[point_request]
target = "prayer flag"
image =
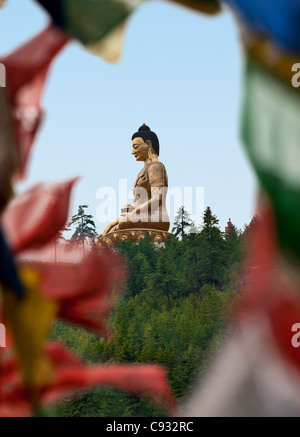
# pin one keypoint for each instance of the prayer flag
(271, 134)
(277, 19)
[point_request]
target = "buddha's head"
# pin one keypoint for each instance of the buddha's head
(145, 144)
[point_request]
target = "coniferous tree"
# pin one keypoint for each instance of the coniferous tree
(182, 222)
(85, 225)
(213, 250)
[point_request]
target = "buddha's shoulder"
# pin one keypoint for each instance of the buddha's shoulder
(156, 167)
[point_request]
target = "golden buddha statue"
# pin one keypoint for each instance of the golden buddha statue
(148, 214)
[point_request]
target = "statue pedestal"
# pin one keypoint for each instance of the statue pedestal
(134, 234)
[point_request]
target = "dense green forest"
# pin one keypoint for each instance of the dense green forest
(175, 311)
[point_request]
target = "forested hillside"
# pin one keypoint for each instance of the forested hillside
(174, 311)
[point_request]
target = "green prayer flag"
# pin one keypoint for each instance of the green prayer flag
(271, 134)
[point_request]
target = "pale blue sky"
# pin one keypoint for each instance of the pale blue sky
(180, 73)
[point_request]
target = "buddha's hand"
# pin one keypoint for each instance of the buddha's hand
(110, 226)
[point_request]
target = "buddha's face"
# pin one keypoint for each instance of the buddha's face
(140, 149)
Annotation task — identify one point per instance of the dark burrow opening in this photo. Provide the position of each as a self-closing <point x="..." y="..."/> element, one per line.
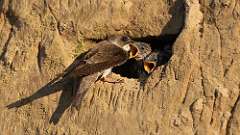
<point x="163" y="44"/>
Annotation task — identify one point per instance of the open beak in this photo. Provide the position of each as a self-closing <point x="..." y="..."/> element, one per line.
<point x="149" y="66"/>
<point x="133" y="51"/>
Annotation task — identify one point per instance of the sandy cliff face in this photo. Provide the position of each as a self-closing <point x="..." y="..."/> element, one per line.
<point x="195" y="92"/>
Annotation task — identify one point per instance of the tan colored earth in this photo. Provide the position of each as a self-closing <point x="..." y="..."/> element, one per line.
<point x="198" y="95"/>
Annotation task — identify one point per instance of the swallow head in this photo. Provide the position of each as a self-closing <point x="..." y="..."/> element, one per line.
<point x="139" y="50"/>
<point x="150" y="62"/>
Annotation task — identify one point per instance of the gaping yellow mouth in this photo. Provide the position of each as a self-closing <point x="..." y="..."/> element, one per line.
<point x="133" y="51"/>
<point x="149" y="66"/>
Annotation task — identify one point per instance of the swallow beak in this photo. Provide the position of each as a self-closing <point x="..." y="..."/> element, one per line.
<point x="149" y="66"/>
<point x="133" y="51"/>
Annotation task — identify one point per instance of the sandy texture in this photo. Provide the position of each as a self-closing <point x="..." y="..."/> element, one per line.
<point x="195" y="93"/>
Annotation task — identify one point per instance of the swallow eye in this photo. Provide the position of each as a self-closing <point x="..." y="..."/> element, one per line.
<point x="133" y="50"/>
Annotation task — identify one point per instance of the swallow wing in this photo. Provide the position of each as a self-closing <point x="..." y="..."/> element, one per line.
<point x="107" y="55"/>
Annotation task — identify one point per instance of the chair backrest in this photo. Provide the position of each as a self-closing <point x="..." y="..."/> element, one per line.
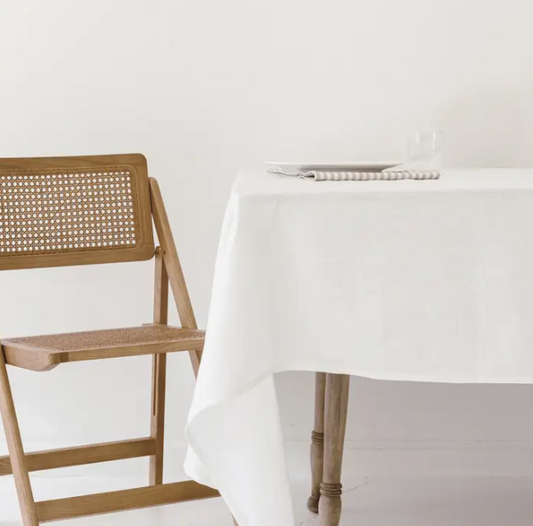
<point x="57" y="211"/>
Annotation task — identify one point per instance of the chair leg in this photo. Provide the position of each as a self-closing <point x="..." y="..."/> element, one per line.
<point x="158" y="417"/>
<point x="337" y="389"/>
<point x="16" y="450"/>
<point x="159" y="368"/>
<point x="317" y="444"/>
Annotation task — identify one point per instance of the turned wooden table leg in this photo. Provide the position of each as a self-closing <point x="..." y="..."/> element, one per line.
<point x="317" y="443"/>
<point x="337" y="389"/>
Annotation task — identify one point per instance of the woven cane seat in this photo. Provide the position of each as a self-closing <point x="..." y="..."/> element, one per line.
<point x="41" y="353"/>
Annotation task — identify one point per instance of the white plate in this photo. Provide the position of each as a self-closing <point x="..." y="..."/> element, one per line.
<point x="363" y="166"/>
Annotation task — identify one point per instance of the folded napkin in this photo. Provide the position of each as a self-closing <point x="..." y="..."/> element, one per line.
<point x="391" y="174"/>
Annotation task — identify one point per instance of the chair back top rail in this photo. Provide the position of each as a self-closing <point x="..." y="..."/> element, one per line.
<point x="57" y="211"/>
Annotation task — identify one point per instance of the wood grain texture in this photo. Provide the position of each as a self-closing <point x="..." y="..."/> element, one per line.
<point x="81" y="455"/>
<point x="159" y="372"/>
<point x="137" y="167"/>
<point x="317" y="443"/>
<point x="173" y="265"/>
<point x="29" y="356"/>
<point x="15" y="448"/>
<point x="336" y="410"/>
<point x="113" y="501"/>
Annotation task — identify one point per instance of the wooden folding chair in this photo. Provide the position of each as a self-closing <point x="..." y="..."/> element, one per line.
<point x="76" y="211"/>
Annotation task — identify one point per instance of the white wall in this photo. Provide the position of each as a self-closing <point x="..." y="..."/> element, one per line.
<point x="206" y="87"/>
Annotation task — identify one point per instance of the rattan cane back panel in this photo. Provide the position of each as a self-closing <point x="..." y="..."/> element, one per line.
<point x="72" y="211"/>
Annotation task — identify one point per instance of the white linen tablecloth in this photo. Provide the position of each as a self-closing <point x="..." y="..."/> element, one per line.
<point x="396" y="280"/>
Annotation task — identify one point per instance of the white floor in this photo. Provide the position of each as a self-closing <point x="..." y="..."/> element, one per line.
<point x="380" y="501"/>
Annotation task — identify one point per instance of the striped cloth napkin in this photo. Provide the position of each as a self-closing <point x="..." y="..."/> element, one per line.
<point x="387" y="175"/>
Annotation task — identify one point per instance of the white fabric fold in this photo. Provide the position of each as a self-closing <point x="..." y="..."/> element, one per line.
<point x="426" y="281"/>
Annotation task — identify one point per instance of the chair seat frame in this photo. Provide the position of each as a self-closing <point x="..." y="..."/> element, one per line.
<point x="167" y="271"/>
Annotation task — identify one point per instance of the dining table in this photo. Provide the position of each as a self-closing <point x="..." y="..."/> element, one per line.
<point x="397" y="280"/>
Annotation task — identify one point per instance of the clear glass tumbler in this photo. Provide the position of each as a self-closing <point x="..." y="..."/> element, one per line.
<point x="424" y="150"/>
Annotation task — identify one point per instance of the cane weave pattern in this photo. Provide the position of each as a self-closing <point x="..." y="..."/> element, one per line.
<point x="67" y="210"/>
<point x="78" y="341"/>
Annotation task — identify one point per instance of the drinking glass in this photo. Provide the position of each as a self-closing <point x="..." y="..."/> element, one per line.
<point x="425" y="150"/>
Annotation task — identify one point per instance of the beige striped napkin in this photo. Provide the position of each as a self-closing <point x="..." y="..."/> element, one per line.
<point x="316" y="175"/>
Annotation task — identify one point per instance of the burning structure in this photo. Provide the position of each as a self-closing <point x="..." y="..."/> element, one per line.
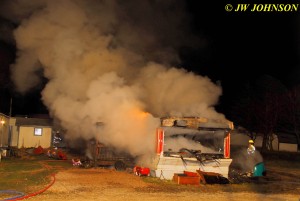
<point x="116" y="62"/>
<point x="191" y="144"/>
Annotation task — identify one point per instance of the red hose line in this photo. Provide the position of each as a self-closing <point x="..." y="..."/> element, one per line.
<point x="38" y="192"/>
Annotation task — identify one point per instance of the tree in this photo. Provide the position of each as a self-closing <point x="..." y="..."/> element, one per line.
<point x="259" y="107"/>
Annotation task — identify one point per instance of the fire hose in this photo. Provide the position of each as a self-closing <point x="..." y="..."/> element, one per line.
<point x="21" y="196"/>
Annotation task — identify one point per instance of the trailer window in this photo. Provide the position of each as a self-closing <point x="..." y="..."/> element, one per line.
<point x="206" y="141"/>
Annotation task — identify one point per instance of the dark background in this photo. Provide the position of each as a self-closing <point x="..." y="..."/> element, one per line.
<point x="239" y="47"/>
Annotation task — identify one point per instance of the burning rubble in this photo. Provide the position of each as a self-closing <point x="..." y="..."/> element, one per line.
<point x="116" y="62"/>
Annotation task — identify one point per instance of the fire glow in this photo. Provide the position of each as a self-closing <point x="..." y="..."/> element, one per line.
<point x="102" y="68"/>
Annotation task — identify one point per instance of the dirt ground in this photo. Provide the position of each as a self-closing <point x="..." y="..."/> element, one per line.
<point x="107" y="184"/>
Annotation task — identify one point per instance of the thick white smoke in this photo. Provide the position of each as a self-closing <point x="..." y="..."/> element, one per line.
<point x="109" y="62"/>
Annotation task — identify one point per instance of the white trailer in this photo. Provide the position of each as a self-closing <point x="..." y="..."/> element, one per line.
<point x="191" y="144"/>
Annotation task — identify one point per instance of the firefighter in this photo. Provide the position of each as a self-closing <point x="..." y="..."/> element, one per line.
<point x="251" y="147"/>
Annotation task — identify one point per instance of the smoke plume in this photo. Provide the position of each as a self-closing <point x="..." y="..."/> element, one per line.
<point x="112" y="66"/>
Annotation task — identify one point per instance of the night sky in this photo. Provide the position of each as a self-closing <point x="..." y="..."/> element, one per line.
<point x="236" y="47"/>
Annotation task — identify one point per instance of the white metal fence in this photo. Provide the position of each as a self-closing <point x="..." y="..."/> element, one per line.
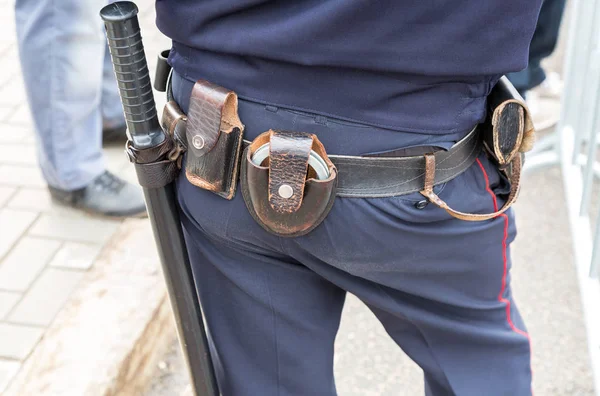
<point x="574" y="146"/>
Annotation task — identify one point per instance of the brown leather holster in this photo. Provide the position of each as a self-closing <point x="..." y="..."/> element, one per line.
<point x="212" y="135"/>
<point x="283" y="194"/>
<point x="507" y="134"/>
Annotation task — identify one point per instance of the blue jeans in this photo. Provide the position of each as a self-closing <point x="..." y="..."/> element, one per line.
<point x="70" y="86"/>
<point x="542" y="45"/>
<point x="440" y="286"/>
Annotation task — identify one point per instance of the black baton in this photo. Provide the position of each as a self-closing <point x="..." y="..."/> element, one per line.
<point x="131" y="69"/>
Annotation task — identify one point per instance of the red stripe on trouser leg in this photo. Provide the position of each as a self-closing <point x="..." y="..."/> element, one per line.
<point x="505" y="260"/>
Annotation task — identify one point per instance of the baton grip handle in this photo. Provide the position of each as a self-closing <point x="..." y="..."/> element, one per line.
<point x="131" y="70"/>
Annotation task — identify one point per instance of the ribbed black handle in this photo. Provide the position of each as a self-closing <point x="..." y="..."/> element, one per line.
<point x="131" y="70"/>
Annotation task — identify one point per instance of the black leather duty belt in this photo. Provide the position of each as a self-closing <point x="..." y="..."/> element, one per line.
<point x="377" y="177"/>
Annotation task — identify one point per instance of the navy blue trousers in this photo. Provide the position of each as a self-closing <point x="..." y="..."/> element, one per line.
<point x="440" y="286"/>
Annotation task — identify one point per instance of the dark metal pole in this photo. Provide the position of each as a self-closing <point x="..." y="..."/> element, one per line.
<point x="131" y="69"/>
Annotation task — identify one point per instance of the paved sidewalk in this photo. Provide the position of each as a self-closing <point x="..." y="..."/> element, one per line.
<point x="45" y="250"/>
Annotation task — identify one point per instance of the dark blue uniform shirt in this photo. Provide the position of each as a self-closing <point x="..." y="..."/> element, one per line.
<point x="422" y="66"/>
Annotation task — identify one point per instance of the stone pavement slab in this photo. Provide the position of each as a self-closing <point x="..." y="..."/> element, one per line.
<point x="14" y="224"/>
<point x="7" y="302"/>
<point x="75" y="255"/>
<point x="78" y="229"/>
<point x="21" y="176"/>
<point x="17" y="341"/>
<point x="5" y="194"/>
<point x="7" y="371"/>
<point x="45" y="297"/>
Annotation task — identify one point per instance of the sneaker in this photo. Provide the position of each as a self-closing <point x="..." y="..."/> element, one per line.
---+---
• **The request**: Reproduce precisely the span of lines that begins at the line containing "Annotation task — identify one point per instance of the stone" and ends with the last line of the listing.

• **Exercise output**:
Annotation task — identify one point per instance of the stone pavement slab in this photo. Provide the position of each as a self-closing <point x="..." y="..."/> element, one per line.
<point x="14" y="224"/>
<point x="7" y="302"/>
<point x="75" y="255"/>
<point x="78" y="229"/>
<point x="21" y="176"/>
<point x="17" y="341"/>
<point x="5" y="194"/>
<point x="7" y="371"/>
<point x="45" y="297"/>
Annotation task — identify one point per instance of the sneaker in this photo. Provide the position of each as a self-closing <point x="..." y="..."/> element, one per line.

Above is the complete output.